Reading text ▸
"""

I Met Her Eyes in the Field
A cow looked back at me on the Camino, and I was quiet enough for her greeting.

One morning on the Camino, in a field bright with summer flowers, a cow turned her head and looked into my eyes.
I stopped.
We stood only a few feet apart, close enough that I could see the long lashes framing her dark eye, and close enough to see my own small reflection looking back at me beneath the grey French sky. For a long moment, neither of us moved. She held my gaze with a calm, unhurried attention that matched my own.
I have been seen by people who were looking right through me.
That morning, in a quiet field along the Camino, a cow looked at me, and I felt actually seen. I asked quietly if I might take her picture, and she held still. The image above is that exact moment, real and unedited.
The encounter stayed with me for the rest of the day. It also showed me something I had been learning over hundreds of miles of pilgrimage: walking long enough and quietly enough changes not only what you notice. It changes your capacity to be met.
The Ache I Want to Name
You can believe the living world is full of fellow beings and still go years without feeling one look back at you.
Many of us hold the conviction sincerely. The crow is someone. The old tree is someone. The cow in the field is a life rather than a thing. We would defend those beliefs without hesitation, and yet, if we are honest, many of us cannot remember the last time another living being met us eye to eye, and we felt it land.

"""

Entries supplied ▸
"""

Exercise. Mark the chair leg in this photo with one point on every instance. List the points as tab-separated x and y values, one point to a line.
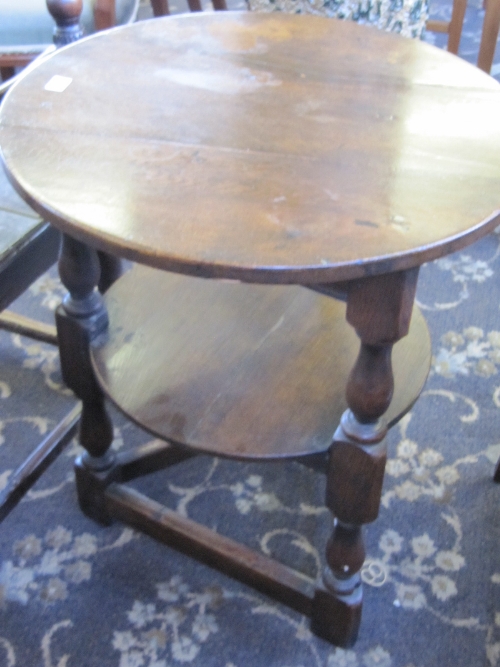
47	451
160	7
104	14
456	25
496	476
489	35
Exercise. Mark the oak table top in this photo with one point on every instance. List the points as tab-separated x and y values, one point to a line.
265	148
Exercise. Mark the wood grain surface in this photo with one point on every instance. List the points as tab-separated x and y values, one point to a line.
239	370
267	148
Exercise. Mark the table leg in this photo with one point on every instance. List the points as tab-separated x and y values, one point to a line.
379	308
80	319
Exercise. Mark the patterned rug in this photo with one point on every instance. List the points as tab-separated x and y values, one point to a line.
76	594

"""
"""

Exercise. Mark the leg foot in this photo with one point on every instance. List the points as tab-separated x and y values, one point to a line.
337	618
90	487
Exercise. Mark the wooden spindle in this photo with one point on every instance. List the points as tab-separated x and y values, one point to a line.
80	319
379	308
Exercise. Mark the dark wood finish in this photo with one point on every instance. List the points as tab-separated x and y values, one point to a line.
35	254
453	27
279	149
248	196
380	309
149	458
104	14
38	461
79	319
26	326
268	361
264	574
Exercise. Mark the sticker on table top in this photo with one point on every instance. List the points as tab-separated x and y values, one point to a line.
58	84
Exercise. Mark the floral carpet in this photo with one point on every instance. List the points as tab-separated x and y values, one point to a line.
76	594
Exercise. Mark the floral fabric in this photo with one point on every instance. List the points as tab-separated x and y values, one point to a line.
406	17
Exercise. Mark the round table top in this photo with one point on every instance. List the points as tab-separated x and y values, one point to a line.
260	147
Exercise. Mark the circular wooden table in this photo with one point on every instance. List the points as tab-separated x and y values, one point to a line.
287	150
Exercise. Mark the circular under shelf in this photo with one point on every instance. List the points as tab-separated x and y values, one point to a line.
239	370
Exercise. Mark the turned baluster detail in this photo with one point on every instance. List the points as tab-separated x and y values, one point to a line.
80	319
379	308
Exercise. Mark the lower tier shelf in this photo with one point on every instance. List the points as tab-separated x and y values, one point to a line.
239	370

"""
"""

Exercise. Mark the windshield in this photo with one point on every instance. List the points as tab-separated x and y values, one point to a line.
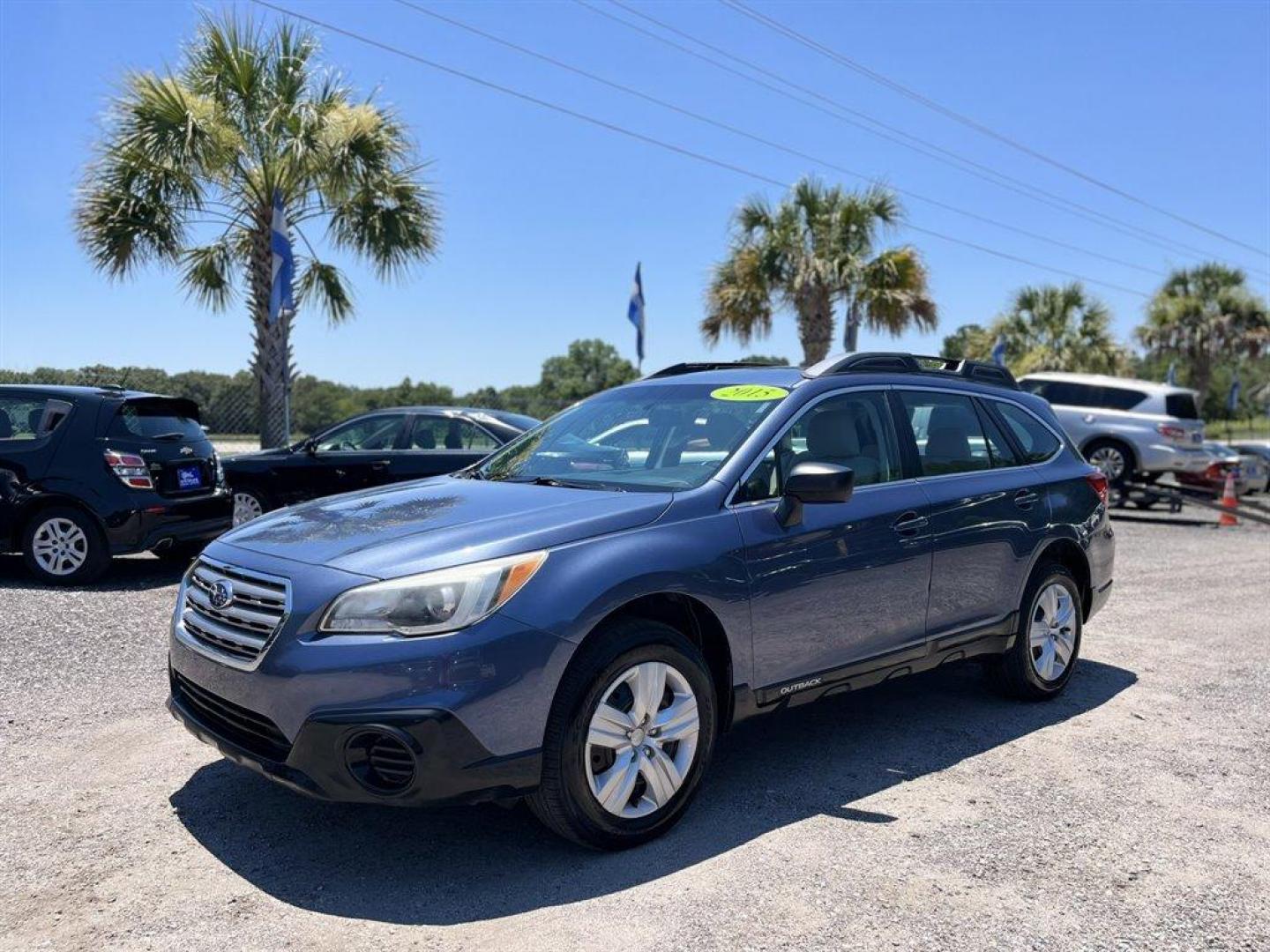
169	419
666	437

"""

Problem 1 ▸ In the Camino essay, how far apart were the writer and the cow as they looked at each other?
Problem 2 ▸ Please carry on the Camino essay, starting right after its final sentence.

Task result 1 ▸ Only a few feet apart.

Task result 2 ▸
A conviction you never get to experience thins over time into an opinion you merely hold.
That morning, the distance between believing and experiencing closed.
A Meeting, Not a Revelation
I have known for a long time that a cow is someone, not something.
Long enough that I stopped eating them more than twenty years ago. This is not the story of discovering that animals have inner lives. I never doubted that. What happened in the field was a meeting, the kind I had believed was possible for decades but had rarely been still enough to receive.
I had simply never been this near, in this way, at this pace.
What the Camino Had Been Loosening
I had been walking alone since early morning.
If you have never walked a pilgrimage like the Camino, one of its quiet gifts is how it strips away the constant narration of daily life. After hours on foot without conversation, without notifications, without rushing toward the next obligation, something inside begins to settle. You stop composing your day and begin receiving it.
By midmorning, I was moving through open pastures, surrounded by wildflowers and grazing cattle. I was not looking for an insight or a memorable moment. I was walking, and that was all.
That openness, I now think, was the true gift of the walk.
Close Enough to See My Own Reflection
One of the cows stood near the path, and as I came level with her, she turned her head.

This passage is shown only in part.